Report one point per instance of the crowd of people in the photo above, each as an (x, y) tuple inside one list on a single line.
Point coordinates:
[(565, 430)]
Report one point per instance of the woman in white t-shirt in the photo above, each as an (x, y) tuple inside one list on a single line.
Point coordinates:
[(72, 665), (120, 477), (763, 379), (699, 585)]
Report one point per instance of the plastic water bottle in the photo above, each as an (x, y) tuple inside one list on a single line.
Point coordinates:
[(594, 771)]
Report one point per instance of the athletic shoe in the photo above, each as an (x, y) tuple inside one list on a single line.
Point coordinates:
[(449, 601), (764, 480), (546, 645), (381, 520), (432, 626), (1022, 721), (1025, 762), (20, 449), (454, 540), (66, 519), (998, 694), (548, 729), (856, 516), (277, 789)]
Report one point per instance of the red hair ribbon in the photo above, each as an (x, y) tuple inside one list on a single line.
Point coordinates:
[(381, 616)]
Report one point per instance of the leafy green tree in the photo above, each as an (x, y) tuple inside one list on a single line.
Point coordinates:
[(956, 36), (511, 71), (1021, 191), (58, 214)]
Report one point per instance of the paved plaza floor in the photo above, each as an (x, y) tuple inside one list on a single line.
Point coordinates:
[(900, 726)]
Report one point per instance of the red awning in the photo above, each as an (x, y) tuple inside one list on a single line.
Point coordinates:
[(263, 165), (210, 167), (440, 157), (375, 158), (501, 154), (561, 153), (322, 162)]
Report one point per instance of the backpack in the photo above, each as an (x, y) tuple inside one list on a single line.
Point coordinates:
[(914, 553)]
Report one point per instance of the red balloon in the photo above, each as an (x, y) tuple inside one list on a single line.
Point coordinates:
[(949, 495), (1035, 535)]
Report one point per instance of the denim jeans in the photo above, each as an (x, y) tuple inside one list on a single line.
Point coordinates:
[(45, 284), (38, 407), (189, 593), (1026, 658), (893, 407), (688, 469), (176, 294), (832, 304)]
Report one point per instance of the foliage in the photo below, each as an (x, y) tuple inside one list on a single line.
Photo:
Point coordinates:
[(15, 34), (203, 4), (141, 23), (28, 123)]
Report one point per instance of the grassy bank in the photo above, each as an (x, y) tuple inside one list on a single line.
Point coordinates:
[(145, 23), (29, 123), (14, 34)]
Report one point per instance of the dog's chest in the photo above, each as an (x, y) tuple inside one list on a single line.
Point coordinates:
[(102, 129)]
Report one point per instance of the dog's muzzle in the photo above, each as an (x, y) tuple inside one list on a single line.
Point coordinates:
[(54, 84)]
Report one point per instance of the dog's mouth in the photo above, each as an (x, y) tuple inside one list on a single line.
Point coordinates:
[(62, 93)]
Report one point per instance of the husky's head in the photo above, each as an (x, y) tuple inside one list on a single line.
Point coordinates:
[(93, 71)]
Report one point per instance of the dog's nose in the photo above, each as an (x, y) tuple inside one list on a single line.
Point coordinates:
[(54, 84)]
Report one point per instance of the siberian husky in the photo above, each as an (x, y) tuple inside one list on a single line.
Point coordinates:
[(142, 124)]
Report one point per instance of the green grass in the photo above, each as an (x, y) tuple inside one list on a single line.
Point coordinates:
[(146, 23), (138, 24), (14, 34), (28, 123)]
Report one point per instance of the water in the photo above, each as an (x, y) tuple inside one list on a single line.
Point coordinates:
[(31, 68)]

************

Task to complete - Nothing but a number should be given for this: how many lines in the entries above contain "water"?

Expected answer - 2